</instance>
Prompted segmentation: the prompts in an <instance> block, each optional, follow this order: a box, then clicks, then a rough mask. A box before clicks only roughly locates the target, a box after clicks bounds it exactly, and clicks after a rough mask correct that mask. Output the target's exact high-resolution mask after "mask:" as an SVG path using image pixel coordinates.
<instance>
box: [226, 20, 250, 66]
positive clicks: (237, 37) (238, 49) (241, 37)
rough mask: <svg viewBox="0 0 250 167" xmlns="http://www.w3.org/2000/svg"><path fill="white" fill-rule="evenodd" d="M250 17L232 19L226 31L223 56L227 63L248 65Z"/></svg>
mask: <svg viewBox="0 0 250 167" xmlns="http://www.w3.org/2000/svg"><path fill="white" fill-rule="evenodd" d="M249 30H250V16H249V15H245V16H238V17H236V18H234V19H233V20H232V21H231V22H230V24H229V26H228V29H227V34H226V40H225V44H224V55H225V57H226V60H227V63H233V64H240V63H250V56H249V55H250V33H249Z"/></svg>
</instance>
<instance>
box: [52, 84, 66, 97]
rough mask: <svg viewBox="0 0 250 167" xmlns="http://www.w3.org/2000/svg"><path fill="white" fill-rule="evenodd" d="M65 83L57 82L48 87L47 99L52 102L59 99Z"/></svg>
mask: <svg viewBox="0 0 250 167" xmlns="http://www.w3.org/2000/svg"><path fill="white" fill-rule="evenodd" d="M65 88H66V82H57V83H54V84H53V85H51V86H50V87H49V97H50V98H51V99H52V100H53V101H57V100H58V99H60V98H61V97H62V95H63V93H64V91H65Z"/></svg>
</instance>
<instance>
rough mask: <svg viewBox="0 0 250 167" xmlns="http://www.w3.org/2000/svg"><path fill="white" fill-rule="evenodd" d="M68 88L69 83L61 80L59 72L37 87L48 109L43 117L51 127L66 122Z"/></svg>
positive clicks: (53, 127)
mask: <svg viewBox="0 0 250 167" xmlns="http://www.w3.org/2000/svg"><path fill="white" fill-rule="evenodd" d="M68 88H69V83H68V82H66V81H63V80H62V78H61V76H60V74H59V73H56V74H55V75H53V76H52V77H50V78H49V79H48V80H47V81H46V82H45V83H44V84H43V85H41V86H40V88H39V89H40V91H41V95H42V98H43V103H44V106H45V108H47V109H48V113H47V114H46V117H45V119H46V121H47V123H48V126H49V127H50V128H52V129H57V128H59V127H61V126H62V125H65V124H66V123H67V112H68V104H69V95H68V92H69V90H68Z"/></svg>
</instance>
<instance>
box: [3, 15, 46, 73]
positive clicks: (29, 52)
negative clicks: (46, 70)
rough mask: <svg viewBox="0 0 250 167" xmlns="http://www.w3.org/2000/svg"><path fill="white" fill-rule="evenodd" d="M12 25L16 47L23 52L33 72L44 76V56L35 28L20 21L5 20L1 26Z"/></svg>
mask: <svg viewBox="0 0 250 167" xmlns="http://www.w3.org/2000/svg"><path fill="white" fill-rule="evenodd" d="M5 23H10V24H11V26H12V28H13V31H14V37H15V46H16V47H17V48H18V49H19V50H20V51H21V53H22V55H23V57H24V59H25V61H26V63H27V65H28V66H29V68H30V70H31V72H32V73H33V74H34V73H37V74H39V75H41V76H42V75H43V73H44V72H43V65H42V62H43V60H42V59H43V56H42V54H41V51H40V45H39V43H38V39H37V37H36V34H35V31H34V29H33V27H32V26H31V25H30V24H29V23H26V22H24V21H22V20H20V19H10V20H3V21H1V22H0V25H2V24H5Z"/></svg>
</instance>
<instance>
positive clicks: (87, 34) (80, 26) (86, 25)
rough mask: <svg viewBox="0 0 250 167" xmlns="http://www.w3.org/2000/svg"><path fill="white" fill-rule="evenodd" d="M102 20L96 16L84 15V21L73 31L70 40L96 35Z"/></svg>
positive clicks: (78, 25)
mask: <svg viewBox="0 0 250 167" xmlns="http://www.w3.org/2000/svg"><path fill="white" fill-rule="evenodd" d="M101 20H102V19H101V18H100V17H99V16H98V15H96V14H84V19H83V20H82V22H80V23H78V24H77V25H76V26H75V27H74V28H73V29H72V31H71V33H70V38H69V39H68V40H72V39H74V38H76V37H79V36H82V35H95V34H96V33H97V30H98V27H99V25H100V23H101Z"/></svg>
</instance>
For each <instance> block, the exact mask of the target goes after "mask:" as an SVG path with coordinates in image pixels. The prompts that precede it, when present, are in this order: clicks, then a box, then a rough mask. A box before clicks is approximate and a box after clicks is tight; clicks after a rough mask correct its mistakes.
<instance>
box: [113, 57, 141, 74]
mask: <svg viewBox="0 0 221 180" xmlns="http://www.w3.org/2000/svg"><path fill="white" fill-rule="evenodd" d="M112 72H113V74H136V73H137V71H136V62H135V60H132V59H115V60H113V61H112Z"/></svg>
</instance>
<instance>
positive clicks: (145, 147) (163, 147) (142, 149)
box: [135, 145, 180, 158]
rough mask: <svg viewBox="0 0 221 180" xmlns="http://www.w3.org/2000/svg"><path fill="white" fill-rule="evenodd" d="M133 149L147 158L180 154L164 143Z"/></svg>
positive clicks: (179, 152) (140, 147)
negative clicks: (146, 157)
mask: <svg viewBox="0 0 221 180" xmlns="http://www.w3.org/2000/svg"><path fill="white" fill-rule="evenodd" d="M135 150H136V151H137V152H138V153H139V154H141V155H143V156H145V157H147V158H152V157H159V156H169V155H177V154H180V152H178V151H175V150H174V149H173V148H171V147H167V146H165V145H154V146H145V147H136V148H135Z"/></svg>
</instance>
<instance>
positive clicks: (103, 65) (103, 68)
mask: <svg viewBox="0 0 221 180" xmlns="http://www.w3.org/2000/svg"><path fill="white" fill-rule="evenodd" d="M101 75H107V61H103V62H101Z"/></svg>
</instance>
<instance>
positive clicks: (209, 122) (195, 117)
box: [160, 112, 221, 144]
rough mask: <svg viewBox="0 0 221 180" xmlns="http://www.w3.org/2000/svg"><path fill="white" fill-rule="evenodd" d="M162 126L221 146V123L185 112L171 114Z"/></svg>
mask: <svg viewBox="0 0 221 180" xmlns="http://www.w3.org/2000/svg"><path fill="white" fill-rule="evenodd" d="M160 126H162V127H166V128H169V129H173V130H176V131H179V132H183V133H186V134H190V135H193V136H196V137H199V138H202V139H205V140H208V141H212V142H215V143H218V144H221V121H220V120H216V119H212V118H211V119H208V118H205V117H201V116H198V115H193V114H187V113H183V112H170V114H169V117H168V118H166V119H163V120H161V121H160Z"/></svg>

What is required:
Copy every one of the lines above back verbatim, with no changes.

Completed task:
</instance>
Prompted segmentation: the prompts in an <instance> block, each optional, follow this order: a box, then clicks, then a rough mask. A box before clicks only roughly locates the target, a box after clicks bounds it exactly, and clicks after a rough mask correct that mask. Output the target's exact high-resolution mask after "mask:" as an SVG path using image pixel coordinates.
<instance>
box: [226, 20, 250, 66]
positive clicks: (237, 37) (238, 49) (241, 37)
rough mask: <svg viewBox="0 0 250 167" xmlns="http://www.w3.org/2000/svg"><path fill="white" fill-rule="evenodd" d="M250 17L232 19L226 31L223 56L227 63L248 65Z"/></svg>
mask: <svg viewBox="0 0 250 167" xmlns="http://www.w3.org/2000/svg"><path fill="white" fill-rule="evenodd" d="M249 30H250V16H249V15H245V16H238V17H236V18H234V19H233V20H232V21H231V22H230V24H229V26H228V29H227V34H226V40H225V44H224V55H225V57H226V60H227V63H233V64H240V63H250V56H249V55H250V33H249Z"/></svg>
</instance>
<instance>
box: [52, 84, 66, 97]
rough mask: <svg viewBox="0 0 250 167" xmlns="http://www.w3.org/2000/svg"><path fill="white" fill-rule="evenodd" d="M65 83L57 82L48 87L47 99L52 102L59 99Z"/></svg>
mask: <svg viewBox="0 0 250 167" xmlns="http://www.w3.org/2000/svg"><path fill="white" fill-rule="evenodd" d="M65 88H66V82H57V83H54V84H53V85H51V86H50V87H49V97H50V98H51V99H52V100H53V101H57V100H58V99H60V98H61V97H62V95H63V93H64V91H65Z"/></svg>
</instance>
<instance>
rough mask: <svg viewBox="0 0 250 167" xmlns="http://www.w3.org/2000/svg"><path fill="white" fill-rule="evenodd" d="M68 88L69 83L61 80L59 72L37 87L48 109L43 117L51 127L66 122Z"/></svg>
positive clicks: (53, 127)
mask: <svg viewBox="0 0 250 167" xmlns="http://www.w3.org/2000/svg"><path fill="white" fill-rule="evenodd" d="M68 88H69V83H68V82H66V81H63V80H62V78H61V76H60V74H59V73H56V74H55V75H53V76H52V77H50V78H49V79H48V80H47V81H46V82H45V83H44V84H43V85H41V86H40V88H39V89H40V91H41V95H42V98H43V103H44V106H45V108H47V109H48V113H47V114H46V117H45V119H46V121H47V123H48V126H49V127H50V128H52V129H57V128H59V127H61V126H62V125H65V124H66V123H67V112H68V104H69V95H68V92H69V90H68Z"/></svg>
</instance>
<instance>
box: [3, 15, 46, 73]
positive clicks: (29, 52)
negative clicks: (46, 70)
rough mask: <svg viewBox="0 0 250 167" xmlns="http://www.w3.org/2000/svg"><path fill="white" fill-rule="evenodd" d="M12 25L16 47L23 52L33 72L44 76V56L35 28L20 21L5 20L1 26Z"/></svg>
mask: <svg viewBox="0 0 250 167" xmlns="http://www.w3.org/2000/svg"><path fill="white" fill-rule="evenodd" d="M5 23H10V24H11V26H12V28H13V31H14V37H15V46H16V47H17V48H18V49H19V50H20V51H21V53H22V55H23V57H24V59H25V61H26V63H27V65H28V66H29V68H30V70H31V72H32V73H33V74H34V73H37V74H39V75H41V76H42V75H43V73H44V72H43V65H42V62H43V60H42V59H43V56H42V54H41V51H40V45H39V43H38V39H37V37H36V34H35V31H34V29H33V27H32V26H31V25H30V24H29V23H26V22H24V21H22V20H20V19H10V20H3V21H1V22H0V25H2V24H5Z"/></svg>
</instance>
<instance>
positive clicks: (87, 34) (80, 26) (86, 25)
rough mask: <svg viewBox="0 0 250 167" xmlns="http://www.w3.org/2000/svg"><path fill="white" fill-rule="evenodd" d="M102 20L96 16L84 15V21L73 31L70 40L96 35Z"/></svg>
positive clicks: (78, 25)
mask: <svg viewBox="0 0 250 167" xmlns="http://www.w3.org/2000/svg"><path fill="white" fill-rule="evenodd" d="M101 20H102V19H101V18H100V17H99V16H98V15H96V14H84V19H83V20H82V22H80V23H78V24H77V25H76V26H75V27H74V28H73V29H72V31H71V33H70V38H69V39H68V40H72V39H74V38H76V37H79V36H82V35H95V34H96V33H97V30H98V27H99V25H100V23H101Z"/></svg>
</instance>
For each <instance> block, the exact mask of the target goes after "mask:" as an SVG path with coordinates in image pixels. The prompts that precede it, when present, are in this order: clicks, then a box, then a rough mask. A box before clicks is approximate and a box after clicks is tight; clicks after a rough mask correct its mistakes.
<instance>
box: [113, 57, 141, 74]
mask: <svg viewBox="0 0 221 180" xmlns="http://www.w3.org/2000/svg"><path fill="white" fill-rule="evenodd" d="M112 72H113V74H136V73H137V71H136V62H135V60H132V59H115V60H113V61H112Z"/></svg>
</instance>
<instance>
positive clicks: (145, 147) (163, 147) (142, 149)
box: [135, 145, 180, 158]
rough mask: <svg viewBox="0 0 221 180" xmlns="http://www.w3.org/2000/svg"><path fill="white" fill-rule="evenodd" d="M133 149L147 158L180 154L164 143Z"/></svg>
positive clicks: (179, 152) (140, 147)
negative clicks: (146, 157)
mask: <svg viewBox="0 0 221 180" xmlns="http://www.w3.org/2000/svg"><path fill="white" fill-rule="evenodd" d="M135 150H136V151H137V152H138V153H139V154H141V155H143V156H145V157H147V158H152V157H159V156H169V155H177V154H180V152H178V151H175V150H174V149H173V148H171V147H167V146H165V145H154V146H145V147H136V148H135Z"/></svg>
</instance>
<instance>
positive clicks: (103, 65) (103, 68)
mask: <svg viewBox="0 0 221 180" xmlns="http://www.w3.org/2000/svg"><path fill="white" fill-rule="evenodd" d="M101 75H107V61H103V62H101Z"/></svg>
</instance>
<instance>
positive clicks: (209, 122) (195, 117)
box: [160, 112, 221, 144]
rough mask: <svg viewBox="0 0 221 180" xmlns="http://www.w3.org/2000/svg"><path fill="white" fill-rule="evenodd" d="M162 126L221 146V123L185 112L171 114Z"/></svg>
mask: <svg viewBox="0 0 221 180" xmlns="http://www.w3.org/2000/svg"><path fill="white" fill-rule="evenodd" d="M160 126H162V127H166V128H169V129H173V130H176V131H179V132H183V133H186V134H190V135H193V136H196V137H199V138H202V139H205V140H208V141H212V142H215V143H218V144H221V121H220V120H216V119H212V118H211V119H208V118H205V117H201V116H198V115H193V114H187V113H183V112H170V114H169V117H168V118H166V119H163V120H161V121H160Z"/></svg>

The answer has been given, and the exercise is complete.